What and How Latvians Used to Eat. Meat, Fish, Mushrooms and Native Plants

Wild mushrooms in a white basket

Have you ever wondered what our Latvian ancestors used to eat? Are you curious when the staples we recognise today were introduced? How did they create and cook dishes we all know and love? What did Latvian farmers buy and what did they grow themselves? When were potatoes, cucumbers, lettuce was introduced? What did farmers know about coffee and what did they consider as dessert?

Sanita Stinkule, the Head of Ethnography Department of the National History Museum of Latvia, offers a quick glimpse in the history of Latvian food. This series of articles was originally published on delfi.lv, and they have been translated and republished with the permission from the author.

Part 3. Meat, fish, mushrooms and native plants

Meat

One of the important and nutritious parts of the Latvian diet used to be meat and lard. It was especially critical in winter when lack of milk led to eating more meat and lard as the sources of fat. Animals were slaughtered in autumn because it was hard to feed them through the winter. Sheep were slaughtered around Miķeļi (September 29) and pigs around Mārtiņi (November 10).

Pork was the favourite – the fattier, the better. Pigs were raised in every household, be it rich or poor. A large proportion of the meat was prepared for consumption throughout the year by salting and smoking it.

[Entries for pointing to named objects]
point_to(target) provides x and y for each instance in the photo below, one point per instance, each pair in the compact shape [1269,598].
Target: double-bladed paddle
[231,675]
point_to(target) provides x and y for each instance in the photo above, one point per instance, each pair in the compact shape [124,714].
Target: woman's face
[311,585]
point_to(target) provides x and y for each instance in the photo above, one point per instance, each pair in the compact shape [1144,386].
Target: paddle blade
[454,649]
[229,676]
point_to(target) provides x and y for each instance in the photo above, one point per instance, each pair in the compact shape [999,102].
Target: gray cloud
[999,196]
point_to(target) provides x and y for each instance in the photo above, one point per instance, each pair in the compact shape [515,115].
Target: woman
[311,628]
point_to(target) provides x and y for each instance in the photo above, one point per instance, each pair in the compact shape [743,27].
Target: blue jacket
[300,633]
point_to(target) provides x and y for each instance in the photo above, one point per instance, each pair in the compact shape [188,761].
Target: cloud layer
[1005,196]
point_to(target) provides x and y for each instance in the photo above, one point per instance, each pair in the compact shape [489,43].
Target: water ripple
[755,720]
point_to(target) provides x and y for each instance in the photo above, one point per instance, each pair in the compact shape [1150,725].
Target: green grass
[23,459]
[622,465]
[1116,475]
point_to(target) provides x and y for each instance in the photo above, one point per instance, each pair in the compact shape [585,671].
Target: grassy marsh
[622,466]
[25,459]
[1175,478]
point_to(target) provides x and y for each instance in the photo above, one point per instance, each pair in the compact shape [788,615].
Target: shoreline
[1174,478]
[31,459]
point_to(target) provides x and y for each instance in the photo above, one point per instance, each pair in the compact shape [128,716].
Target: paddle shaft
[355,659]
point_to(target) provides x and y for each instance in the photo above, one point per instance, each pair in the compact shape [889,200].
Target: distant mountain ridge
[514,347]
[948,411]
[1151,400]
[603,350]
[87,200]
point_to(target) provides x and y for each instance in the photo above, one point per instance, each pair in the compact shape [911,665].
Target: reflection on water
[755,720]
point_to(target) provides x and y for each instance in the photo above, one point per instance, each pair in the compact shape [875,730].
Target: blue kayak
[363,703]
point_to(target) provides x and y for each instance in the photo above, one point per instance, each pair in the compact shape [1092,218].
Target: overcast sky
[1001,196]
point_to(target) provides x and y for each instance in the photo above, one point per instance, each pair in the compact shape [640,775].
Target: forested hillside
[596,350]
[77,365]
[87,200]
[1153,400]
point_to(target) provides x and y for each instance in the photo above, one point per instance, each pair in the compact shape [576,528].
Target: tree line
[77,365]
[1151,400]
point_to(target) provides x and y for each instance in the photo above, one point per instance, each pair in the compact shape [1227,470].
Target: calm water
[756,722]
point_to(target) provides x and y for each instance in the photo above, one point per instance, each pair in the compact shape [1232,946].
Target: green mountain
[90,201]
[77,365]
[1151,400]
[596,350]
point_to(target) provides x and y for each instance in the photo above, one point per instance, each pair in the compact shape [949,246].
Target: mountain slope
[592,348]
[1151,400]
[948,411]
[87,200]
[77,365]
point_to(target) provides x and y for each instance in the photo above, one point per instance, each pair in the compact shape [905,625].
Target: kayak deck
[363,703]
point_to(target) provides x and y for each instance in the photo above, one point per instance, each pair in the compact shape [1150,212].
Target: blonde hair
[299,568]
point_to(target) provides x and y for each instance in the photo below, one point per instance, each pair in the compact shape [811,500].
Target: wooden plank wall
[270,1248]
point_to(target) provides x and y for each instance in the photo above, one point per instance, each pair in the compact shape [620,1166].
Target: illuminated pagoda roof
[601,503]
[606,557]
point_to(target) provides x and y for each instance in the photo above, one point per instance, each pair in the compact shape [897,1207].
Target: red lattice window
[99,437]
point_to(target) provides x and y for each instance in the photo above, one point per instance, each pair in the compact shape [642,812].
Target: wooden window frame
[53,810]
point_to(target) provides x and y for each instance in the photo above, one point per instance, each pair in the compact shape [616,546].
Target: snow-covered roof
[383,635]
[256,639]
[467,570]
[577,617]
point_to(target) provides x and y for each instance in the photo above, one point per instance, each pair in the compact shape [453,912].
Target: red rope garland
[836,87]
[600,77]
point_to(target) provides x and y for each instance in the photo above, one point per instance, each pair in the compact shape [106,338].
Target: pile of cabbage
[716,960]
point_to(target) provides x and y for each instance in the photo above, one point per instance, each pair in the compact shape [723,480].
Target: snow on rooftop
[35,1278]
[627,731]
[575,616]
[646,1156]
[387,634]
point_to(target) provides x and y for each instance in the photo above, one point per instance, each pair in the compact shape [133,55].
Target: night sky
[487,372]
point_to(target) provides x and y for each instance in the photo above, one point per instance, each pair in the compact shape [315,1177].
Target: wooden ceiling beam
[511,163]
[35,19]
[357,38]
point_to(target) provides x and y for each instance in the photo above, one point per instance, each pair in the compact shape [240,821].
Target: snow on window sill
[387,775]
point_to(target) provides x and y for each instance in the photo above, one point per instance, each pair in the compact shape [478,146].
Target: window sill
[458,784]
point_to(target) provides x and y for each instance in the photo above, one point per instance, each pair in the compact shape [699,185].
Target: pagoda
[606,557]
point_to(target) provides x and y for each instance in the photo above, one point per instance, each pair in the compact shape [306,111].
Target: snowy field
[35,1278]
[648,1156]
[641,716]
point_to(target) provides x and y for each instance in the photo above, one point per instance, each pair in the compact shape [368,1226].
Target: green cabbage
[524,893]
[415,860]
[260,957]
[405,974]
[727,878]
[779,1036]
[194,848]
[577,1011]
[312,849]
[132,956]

## [What to do]
a. List the four kinds of food named in the title of the article on Latvian food history.
b. Arrange the records as a JSON list of strings, one string per line and no blank lines, starting at the line that contains "compact shape [699,185]." and ending at the last line of the records.

## [Responses]
a. Meat, fish, mushrooms, native plants

b.
[
  "point_to(target) provides x and y for each instance in the photo above, one point per instance, each pair in the compact shape [699,185].",
  "Target: pagoda",
  "[606,557]",
  "point_to(target) provides x and y for each instance in the photo above, one point per instance, each pair in the compact shape [306,111].",
  "Target: snowy field",
  "[35,1278]",
  "[648,1156]",
  "[641,716]",
  "point_to(target) provides x and y for each instance in the photo above, one point per instance, each pair in the compact shape [368,1226].",
  "Target: green cabbage",
  "[524,893]",
  "[415,860]",
  "[260,957]",
  "[405,974]",
  "[727,878]",
  "[779,1036]",
  "[194,848]",
  "[577,1011]",
  "[312,849]",
  "[132,956]"
]